OBJECTIVE: Can you output the data below as a Markdown table with the columns Row and Line, one numbered row per line, skipping blank lines and leaving out the pictures?

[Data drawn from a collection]
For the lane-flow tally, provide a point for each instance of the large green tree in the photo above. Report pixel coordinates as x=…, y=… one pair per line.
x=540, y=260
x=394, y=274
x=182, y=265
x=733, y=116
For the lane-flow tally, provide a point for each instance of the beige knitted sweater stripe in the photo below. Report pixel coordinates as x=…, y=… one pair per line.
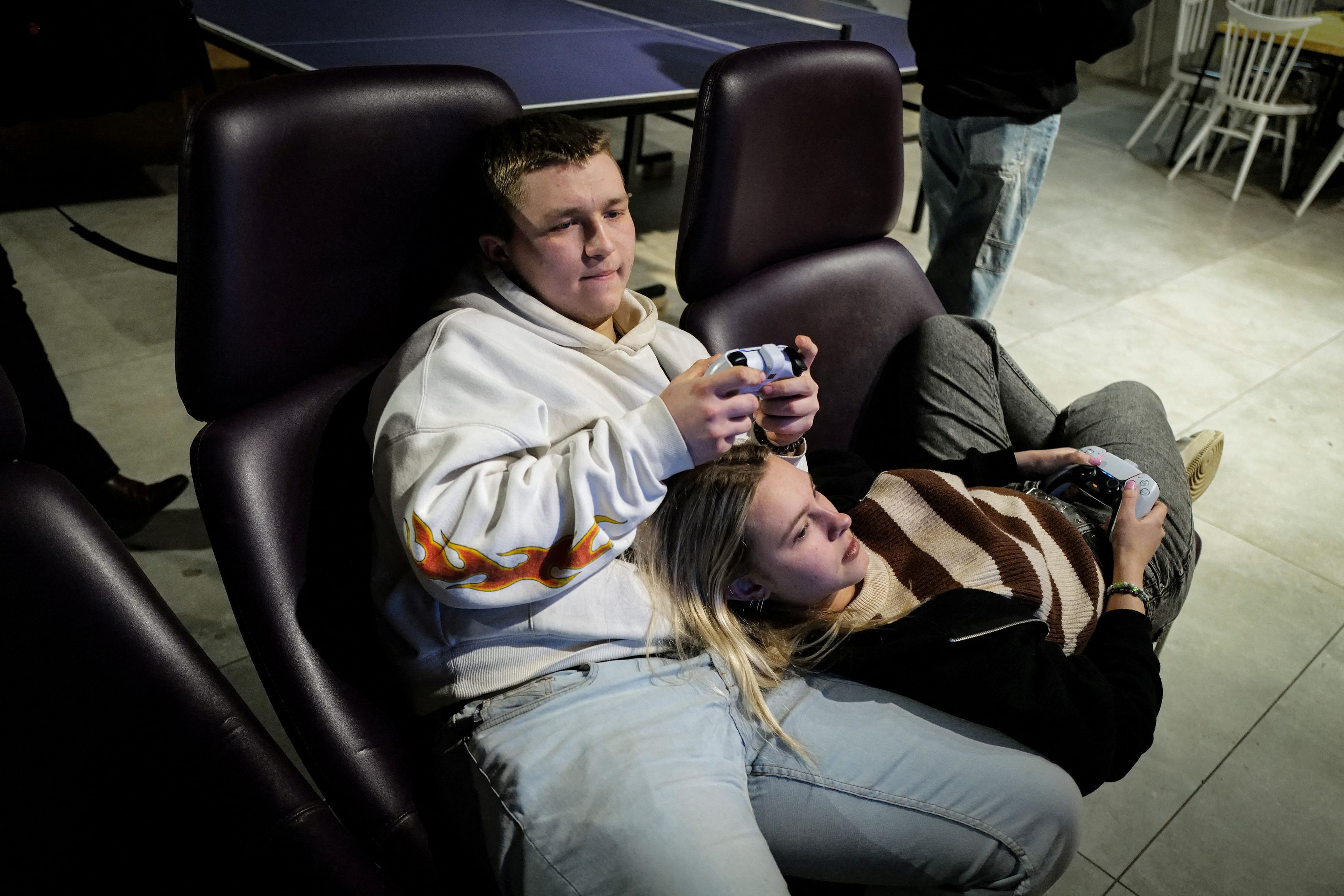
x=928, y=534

SOLUTION FOR THIS TASK:
| Row | Line |
|---|---|
| 1 | For the lane-flow tally, provide a point for each instance of the large green tree in the photo above. Report pixel coordinates as x=…, y=… one pair per line. |
| 2 | x=540, y=260 |
| 3 | x=394, y=274 |
| 4 | x=182, y=265 |
| 5 | x=733, y=116 |
| 6 | For the lane-flow tally, provide a point for each instance of the beige knitted sweater stripe in the photo below. Report pixel coordinates as x=…, y=… one pair per line. |
| 7 | x=928, y=534 |